Tuesday, May 10, 2005

Jane Austen quiz

I am Elinor Dashwood!


Take the Quiz here!


New house?!?!?

My mother in law called me last night and said that the house next to them has just been put up for sale. It's almost exactly like their's: three bedroom, two bath, fireplace, etc. It was built in the last five years. It has a huge walk-in closet in the master bedroom, big enough to put a crib in! There are two little pantry type closets in the kitchen, a laundry room, a two car garage, all on a private wooded lot. It's on a quiet, dead- end road, great for walking, and closer to church, shopping, etc. And the best part, it's within walking distance of Nate's parents. I called Nathan last night and told him about it. It would mean a longer commute for him, but once they open up their store in Newnan, he could get to working out of that store, and it would mean a shorter commute. It all sounds wonderful, but it all predicates upon us being able to sell our house. We have 4 1/2 acres, but our house is not worth very much. Nate said last night that if we did some landscaping and put new flooring in the living room, it would help. Really, the land is worth more than the house. I don't even know exactly what the other house is selling for, it's such a new listing, it's not on the realtor's website yet. I sent her an email, though, and hopefully will hear back from her with details on it soon. I don't know if this is all craziness or not, I just have a funny feeling about it, that this is meant to be. I don't want to get my hopes up, though, leaning on my own understanding. I just want the Lord's will here.

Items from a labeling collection
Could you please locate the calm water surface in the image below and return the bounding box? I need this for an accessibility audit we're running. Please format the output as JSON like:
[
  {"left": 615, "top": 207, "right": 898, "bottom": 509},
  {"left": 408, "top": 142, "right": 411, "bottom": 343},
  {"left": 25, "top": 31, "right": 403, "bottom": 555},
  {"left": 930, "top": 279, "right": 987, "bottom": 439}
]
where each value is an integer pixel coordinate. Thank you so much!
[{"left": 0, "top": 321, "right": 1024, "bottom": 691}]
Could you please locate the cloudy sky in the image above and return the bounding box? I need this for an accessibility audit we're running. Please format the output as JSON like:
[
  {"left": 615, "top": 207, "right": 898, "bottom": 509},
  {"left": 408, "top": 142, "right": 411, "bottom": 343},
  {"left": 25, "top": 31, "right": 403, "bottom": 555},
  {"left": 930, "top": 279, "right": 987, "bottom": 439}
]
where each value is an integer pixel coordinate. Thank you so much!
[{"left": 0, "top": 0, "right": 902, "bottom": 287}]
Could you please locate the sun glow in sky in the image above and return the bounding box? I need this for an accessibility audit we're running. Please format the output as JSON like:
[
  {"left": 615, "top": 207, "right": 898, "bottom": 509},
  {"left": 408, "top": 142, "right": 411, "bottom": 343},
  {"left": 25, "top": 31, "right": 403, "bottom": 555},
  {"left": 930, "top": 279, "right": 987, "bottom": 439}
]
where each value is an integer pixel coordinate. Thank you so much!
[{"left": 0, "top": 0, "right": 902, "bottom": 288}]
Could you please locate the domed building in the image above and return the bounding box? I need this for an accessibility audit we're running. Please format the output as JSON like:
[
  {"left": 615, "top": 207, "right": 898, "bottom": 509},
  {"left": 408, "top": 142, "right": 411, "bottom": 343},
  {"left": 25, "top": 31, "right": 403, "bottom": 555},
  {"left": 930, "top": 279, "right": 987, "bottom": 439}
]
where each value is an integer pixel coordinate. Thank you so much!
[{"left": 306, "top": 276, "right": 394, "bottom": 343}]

## WORK INSTRUCTIONS
Pick up the blog post about the house for sale next to Nate's parents and continue it past its final sentence. These lines have no connection to the blog post.

## RESPONSE TO THE EXERCISE
I'm going to get the kids' pictures taken tommorow morning. I am still trying to figure out what they are going to wear. The boys have some matching navy blue dress shorts, and red polo shirts, but the only thing that Grace has that matches that is a red, white and jean jumper, and I don't know if the jean would look too casual with the boys. I'll probably dress them all up tonight and see how it looks. I was hoping to get a family picture done, but Nate hasn't been able to take a morning off. Maybe after Ian's birthday in July we will get a family picture done.

Well, I've got to go feed the boys some real lunch here, and I suppose I should eat a sandwich or something, I've been snacking on these luscious strawberries for an hour now, they are sooo good!! I like Tuesdays, Nate and I watch "The Amazing Race" on Tuesday nights, so that's some nice snuggle time on the couch with my favorite person, and tonight's the two hour finale. We're hoping Rob and Amber win. Happy Tuesday!!

Friday, May 06, 2005

Catch up on housework day?!?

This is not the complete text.